§ Written task:
Update the Dataset Management page by reproducing the part that opens with "Repo-->>API: wishlistDatasetHistory" and closes with "OK (Success message)", changing "Operation result" to "Processing result".

§ Text segment:
◆ ◆ ◆
Dataset Management
Overview Description
The Dataset Management feature provides administrative capabilities for maintaining and managing datasets used in product analysis. This feature enables users to handle dataset-related operations, with a key function being the ability to retry dataset analysis when previous attempts have failed or produced incomplete results. This functionality ensures data reliability and completeness for analytical purposes.
This feature is primarily intended for administrators and analysts who need to ensure the quality and availability of datasets for product analysis. It helps maintain system integrity by allowing recovery from processing issues without requiring complete re-creation of datasets.
Swagger Link
API: Retry Dataset API
Case Documentation
Case 1: Retrying Dataset Analysis
Description
User initiates a retry of the analysis process for a dataset that previously encountered processing issues.
Sequence Diagram
sequenceDiagram
participant User
participant API as WishlistDatasetController
participant Service as ProductAnalysisService
participant Repo as WishlistDatasetHistoryRepository
participant Auth as Authentication
participant JP as JP API
Note over User,JP: Step 1: Request Dataset Retry
User->>API: GET /api/v1/general/{wldh_slug}/retry
Note over API,Repo: Step 2: Validate Dataset
API->>Repo: findBySlug(wldh_slug)
Repo-->>API: wishlistDatasetHistory
Note over API,Auth: Step 3: Validate User Permission
API->>Auth: get_logged_in_user()
Auth-->>API: user
API->>API: Verify user belongs to same group
Note over API,Service: Step 4: Initiate Dataset Retry
API->>Service: retryDataset(wishlistDatasetHistory, dataset_id)
Service->>JP: Update dataset status and queue for reprocessing
JP-->>Service: Operation result
Note over API,User: Step 5: Return Response
API-->>User: 200 OK (Success message)
◆ ◆ ◆
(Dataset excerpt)
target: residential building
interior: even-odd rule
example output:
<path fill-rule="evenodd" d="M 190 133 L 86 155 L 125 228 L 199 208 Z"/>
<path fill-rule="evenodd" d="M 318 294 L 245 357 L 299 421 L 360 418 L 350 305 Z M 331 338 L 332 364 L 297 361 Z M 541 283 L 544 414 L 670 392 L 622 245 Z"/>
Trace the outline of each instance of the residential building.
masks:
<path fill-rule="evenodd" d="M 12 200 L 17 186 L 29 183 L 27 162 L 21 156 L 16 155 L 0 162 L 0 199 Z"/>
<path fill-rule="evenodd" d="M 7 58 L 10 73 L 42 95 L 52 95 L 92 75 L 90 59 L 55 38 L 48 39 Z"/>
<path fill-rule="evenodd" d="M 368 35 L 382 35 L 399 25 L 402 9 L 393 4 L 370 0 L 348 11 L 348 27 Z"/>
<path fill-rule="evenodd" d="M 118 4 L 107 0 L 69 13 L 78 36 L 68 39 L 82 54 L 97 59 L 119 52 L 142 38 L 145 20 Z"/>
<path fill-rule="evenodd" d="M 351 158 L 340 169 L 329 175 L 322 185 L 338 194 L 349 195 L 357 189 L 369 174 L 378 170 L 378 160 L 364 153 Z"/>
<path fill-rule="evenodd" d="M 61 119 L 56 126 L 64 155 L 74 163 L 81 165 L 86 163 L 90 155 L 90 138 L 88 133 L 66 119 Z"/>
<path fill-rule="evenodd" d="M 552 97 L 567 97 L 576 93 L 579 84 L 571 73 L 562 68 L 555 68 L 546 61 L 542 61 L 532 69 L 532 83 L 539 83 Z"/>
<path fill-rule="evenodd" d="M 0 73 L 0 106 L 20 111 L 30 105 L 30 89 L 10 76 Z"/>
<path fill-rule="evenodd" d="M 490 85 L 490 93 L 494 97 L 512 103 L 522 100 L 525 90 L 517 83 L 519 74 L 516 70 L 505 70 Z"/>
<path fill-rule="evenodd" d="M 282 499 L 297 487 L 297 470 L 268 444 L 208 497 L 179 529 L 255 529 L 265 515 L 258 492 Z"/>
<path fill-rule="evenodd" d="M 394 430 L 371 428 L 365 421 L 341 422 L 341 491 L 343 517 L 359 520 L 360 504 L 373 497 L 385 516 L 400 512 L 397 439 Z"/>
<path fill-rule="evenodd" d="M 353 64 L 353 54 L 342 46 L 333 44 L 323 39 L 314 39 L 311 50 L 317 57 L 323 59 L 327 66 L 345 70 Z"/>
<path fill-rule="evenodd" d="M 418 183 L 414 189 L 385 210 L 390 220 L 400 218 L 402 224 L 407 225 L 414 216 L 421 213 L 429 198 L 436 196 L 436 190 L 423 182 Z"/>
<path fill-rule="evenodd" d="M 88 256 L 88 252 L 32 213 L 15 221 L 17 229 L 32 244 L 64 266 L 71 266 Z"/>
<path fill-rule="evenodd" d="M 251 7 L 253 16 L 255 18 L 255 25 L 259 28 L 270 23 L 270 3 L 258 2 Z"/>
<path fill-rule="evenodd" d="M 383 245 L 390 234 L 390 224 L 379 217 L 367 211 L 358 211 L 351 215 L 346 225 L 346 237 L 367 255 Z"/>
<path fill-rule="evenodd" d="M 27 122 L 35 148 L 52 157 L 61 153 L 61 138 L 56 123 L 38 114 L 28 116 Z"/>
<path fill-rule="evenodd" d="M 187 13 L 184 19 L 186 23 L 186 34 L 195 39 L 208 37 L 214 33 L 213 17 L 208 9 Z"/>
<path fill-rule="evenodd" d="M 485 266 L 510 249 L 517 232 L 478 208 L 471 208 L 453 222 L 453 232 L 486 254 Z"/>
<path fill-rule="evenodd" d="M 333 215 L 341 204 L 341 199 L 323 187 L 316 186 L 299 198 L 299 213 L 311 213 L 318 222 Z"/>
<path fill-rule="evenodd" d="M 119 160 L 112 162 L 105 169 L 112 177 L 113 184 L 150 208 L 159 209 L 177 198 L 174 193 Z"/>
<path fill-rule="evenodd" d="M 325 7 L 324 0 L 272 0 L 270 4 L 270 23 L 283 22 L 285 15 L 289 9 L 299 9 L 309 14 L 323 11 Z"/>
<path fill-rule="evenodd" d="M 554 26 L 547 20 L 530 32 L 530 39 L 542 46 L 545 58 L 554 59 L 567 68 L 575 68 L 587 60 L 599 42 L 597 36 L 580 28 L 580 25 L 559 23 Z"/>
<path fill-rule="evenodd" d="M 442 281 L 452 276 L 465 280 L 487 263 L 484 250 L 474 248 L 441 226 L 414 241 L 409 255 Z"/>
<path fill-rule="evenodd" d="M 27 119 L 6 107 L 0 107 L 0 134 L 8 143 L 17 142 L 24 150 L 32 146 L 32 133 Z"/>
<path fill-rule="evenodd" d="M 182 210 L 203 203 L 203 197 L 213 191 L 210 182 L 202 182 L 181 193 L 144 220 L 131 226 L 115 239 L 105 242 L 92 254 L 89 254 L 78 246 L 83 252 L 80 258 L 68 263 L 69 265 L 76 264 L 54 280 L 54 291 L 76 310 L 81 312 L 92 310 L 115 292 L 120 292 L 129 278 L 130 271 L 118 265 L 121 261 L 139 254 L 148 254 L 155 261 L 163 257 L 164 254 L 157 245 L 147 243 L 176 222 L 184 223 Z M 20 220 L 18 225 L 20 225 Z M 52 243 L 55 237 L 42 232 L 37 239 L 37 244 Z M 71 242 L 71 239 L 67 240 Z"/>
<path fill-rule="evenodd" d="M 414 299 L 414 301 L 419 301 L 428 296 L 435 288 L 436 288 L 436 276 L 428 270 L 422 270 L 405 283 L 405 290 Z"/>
◆ ◆ ◆
§ Solution to this problem:
Repo-->>API: wishlistDatasetHistory
Note over API,Auth: Step 3: Validate User Permission
API->>Auth: get_logged_in_user()
Auth-->>API: user
API->>API: Verify user belongs to same group
Note over API,Service: Step 4: Initiate Dataset Retry
API->>Service: retryDataset(wishlistDatasetHistory, dataset_id)
Service->>JP: Update dataset status and queue for reprocessing
JP-->>Service: Processing result
Note over API,User: Step 5: Return Response
API-->>User: 200 OK (Success message)